──────── Records for the task
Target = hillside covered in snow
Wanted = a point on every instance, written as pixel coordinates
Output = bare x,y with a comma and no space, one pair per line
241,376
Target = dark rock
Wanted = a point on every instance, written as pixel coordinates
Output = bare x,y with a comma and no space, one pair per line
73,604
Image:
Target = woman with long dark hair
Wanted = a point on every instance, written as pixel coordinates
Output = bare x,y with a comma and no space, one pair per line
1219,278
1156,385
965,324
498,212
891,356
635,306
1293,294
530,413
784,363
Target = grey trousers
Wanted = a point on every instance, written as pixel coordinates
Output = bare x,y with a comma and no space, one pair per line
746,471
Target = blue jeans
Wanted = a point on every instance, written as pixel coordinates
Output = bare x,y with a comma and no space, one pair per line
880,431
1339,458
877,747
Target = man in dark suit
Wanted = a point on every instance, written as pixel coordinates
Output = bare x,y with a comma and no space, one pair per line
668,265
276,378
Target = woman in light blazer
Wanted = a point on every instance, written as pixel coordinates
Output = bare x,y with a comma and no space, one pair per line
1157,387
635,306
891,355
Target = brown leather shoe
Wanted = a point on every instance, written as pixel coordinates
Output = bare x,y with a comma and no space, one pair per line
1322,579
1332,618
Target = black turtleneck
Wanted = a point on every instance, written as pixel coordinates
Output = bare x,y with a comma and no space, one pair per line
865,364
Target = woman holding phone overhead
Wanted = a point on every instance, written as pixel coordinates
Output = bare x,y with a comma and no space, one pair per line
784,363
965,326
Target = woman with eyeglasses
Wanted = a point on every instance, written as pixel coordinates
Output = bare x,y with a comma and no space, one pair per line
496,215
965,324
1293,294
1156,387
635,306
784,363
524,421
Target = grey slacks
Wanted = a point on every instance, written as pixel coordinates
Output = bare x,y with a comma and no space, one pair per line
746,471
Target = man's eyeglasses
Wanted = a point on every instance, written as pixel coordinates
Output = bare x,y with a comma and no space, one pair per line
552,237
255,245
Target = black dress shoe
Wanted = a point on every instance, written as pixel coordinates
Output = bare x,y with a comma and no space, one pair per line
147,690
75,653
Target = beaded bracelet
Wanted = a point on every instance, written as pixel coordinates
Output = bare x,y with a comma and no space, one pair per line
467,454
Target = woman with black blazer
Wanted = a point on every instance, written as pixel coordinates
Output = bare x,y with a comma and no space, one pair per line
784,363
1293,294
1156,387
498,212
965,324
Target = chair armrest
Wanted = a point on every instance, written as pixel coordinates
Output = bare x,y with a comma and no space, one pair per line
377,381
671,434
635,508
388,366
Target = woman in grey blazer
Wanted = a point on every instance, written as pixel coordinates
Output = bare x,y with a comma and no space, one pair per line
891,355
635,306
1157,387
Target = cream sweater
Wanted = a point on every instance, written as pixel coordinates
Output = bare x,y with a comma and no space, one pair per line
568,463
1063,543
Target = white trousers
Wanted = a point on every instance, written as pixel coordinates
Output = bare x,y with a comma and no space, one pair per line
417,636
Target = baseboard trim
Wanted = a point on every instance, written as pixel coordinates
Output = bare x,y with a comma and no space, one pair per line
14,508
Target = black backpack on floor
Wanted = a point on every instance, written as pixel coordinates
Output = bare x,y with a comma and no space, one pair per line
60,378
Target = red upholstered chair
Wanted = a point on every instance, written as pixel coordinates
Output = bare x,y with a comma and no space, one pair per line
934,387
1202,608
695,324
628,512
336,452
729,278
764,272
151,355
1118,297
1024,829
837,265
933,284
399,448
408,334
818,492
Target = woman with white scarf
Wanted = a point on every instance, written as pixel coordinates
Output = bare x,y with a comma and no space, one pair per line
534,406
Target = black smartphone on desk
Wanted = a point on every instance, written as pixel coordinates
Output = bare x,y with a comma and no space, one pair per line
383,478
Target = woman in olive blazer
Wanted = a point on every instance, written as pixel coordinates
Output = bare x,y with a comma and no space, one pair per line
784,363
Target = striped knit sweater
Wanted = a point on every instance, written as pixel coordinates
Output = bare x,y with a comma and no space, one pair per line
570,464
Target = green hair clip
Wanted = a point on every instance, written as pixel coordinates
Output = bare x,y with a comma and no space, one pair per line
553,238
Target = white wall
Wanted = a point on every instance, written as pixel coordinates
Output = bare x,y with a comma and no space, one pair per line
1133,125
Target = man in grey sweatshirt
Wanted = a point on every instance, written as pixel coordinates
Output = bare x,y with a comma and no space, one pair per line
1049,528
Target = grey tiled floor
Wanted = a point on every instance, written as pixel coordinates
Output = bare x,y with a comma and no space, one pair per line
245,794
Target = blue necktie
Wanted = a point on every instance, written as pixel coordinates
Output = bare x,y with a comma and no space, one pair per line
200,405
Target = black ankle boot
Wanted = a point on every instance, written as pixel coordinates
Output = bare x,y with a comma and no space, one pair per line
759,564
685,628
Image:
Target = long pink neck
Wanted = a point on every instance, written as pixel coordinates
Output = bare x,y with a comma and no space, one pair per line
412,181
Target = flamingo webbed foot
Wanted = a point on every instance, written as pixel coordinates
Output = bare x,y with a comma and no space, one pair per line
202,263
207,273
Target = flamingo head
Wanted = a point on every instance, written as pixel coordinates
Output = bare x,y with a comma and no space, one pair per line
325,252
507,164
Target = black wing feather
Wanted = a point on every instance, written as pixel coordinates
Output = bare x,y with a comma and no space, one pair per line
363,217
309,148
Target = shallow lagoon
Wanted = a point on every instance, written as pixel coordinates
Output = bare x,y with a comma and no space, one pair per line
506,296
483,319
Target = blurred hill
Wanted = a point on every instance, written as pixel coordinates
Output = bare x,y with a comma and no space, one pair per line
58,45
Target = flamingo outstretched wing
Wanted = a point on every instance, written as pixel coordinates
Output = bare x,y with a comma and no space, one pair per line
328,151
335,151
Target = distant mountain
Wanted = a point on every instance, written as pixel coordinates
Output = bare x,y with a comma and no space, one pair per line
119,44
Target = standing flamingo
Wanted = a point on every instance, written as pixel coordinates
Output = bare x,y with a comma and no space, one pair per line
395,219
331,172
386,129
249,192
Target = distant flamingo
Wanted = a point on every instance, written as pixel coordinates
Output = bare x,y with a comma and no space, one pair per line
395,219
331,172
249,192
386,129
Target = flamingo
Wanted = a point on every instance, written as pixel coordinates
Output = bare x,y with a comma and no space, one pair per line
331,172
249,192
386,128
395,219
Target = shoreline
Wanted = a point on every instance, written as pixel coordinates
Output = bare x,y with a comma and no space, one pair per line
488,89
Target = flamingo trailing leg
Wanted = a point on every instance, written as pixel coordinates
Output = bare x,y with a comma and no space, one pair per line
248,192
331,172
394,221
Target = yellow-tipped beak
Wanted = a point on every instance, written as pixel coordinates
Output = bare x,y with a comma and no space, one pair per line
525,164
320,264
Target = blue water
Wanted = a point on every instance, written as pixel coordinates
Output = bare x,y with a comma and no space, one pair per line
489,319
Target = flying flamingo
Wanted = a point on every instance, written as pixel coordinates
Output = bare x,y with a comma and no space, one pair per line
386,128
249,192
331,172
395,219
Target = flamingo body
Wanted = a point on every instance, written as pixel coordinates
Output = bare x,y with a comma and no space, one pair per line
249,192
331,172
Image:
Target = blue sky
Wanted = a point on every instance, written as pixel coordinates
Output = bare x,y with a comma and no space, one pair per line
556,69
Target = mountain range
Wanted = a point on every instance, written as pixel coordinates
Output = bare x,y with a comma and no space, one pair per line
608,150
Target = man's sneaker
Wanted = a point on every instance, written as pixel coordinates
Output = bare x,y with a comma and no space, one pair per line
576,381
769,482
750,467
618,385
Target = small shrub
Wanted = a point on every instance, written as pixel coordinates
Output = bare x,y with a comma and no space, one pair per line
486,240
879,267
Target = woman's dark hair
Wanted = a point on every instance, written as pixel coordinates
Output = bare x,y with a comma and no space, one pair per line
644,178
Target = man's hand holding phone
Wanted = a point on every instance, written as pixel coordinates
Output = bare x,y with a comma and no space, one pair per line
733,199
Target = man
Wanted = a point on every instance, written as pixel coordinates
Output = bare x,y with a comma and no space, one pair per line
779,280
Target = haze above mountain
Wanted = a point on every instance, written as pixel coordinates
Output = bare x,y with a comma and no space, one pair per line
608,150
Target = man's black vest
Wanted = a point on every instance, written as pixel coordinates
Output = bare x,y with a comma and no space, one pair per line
────────────────
Task prompt => Every line from the one holding "Target = man's sneaker" through the final line of the listing must be echoed exactly; leave out all other lines.

Solved problem =>
Target = man's sneaker
Wanted = a point on every instance, written as pixel coordinates
Output = bare x,y with a comma and no space, one pair per line
576,381
769,482
750,467
618,385
Target = small shrub
Wanted = a point on every instance, written as pixel coordinates
Output = bare x,y with a comma and no space, one pair per line
486,240
879,267
Target = woman's dark hair
Wanted = a point on every instance, written as pixel coordinates
Output = bare x,y with a comma and no space, one pair per line
644,178
Target = man's hand holding phone
Wanted = a point on every instance, written as pixel coordinates
Output = bare x,y with a comma and no space, one pair per line
733,199
Target = man
Wanted = a point on every instance, written as pixel coordinates
Output = bare x,y with a comma and no space, one pair per line
779,280
Target = haze above mountain
Wanted = a point on every instance, written as pixel coordinates
Output = bare x,y with a comma and no space, one pair per line
608,150
Target = man's black vest
Wanted = a point on every instance, written as pixel coordinates
Output = bare x,y with a comma and no space, one pair per line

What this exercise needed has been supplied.